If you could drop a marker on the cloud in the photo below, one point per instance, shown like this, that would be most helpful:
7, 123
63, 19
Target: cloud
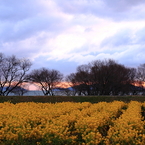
53, 33
112, 9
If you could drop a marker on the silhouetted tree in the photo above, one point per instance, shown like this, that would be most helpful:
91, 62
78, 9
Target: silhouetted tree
109, 77
102, 78
12, 73
140, 77
47, 79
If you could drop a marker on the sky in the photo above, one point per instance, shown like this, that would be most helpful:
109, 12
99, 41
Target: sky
64, 34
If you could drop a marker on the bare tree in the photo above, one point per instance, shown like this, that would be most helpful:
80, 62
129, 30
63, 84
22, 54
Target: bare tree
12, 73
140, 77
48, 79
21, 89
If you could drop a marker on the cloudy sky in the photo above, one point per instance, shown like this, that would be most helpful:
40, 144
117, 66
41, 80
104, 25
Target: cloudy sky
61, 35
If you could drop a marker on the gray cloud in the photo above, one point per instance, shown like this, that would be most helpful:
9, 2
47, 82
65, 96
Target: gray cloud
62, 35
112, 9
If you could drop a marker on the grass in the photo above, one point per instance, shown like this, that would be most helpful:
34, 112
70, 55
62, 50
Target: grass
53, 99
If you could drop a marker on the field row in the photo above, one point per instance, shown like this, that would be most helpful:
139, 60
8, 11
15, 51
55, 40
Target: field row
72, 123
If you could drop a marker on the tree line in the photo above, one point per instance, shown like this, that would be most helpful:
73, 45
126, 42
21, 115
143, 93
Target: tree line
99, 77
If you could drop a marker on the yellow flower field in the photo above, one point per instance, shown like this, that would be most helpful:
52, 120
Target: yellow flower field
68, 123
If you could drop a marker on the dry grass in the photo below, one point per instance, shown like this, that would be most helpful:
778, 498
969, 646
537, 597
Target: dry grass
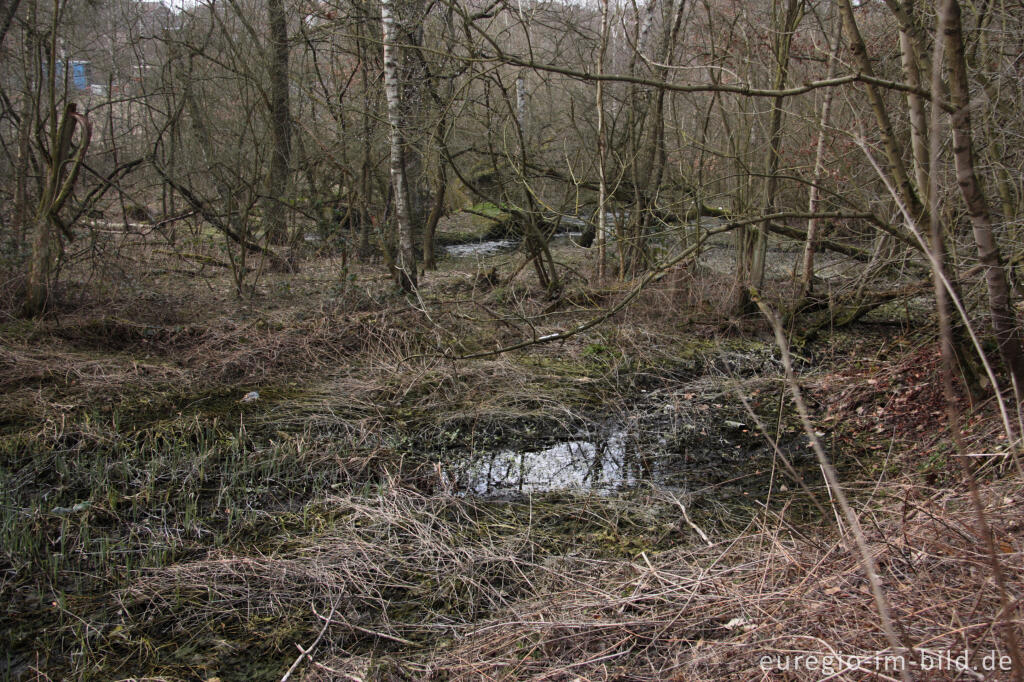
220, 536
491, 605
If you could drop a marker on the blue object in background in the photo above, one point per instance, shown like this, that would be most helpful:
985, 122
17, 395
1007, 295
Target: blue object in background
80, 75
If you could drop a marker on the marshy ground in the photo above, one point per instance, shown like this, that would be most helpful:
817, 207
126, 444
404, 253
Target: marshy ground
612, 506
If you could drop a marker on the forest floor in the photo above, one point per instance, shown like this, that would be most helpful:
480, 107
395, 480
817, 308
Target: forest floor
610, 506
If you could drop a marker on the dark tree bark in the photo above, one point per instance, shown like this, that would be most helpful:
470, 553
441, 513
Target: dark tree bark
281, 124
1004, 318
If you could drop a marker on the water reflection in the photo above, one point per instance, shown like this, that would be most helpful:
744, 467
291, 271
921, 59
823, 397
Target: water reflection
582, 465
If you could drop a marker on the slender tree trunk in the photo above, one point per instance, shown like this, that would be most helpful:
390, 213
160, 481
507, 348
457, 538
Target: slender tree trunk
281, 125
1004, 317
436, 209
919, 120
404, 264
7, 10
752, 269
602, 143
813, 202
894, 156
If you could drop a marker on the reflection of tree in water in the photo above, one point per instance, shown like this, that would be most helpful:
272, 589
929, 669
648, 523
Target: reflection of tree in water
571, 464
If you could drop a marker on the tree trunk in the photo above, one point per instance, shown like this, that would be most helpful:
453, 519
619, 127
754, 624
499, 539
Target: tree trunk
894, 156
1004, 318
813, 202
404, 263
602, 144
281, 125
752, 265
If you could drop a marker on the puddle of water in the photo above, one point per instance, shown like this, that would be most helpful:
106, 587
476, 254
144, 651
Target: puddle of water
480, 248
492, 247
583, 465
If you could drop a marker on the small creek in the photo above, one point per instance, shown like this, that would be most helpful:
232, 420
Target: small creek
671, 439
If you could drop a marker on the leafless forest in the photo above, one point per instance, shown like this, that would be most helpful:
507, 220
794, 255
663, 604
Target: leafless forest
477, 339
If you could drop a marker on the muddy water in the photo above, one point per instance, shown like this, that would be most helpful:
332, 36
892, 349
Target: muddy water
491, 247
669, 439
587, 465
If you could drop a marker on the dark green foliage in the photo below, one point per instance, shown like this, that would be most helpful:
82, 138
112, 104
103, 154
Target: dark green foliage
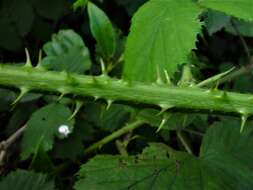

--- Work item ---
Count how many lines in the records above hold the word "foliage", and answer with that number alone.

--- Exercise result ---
2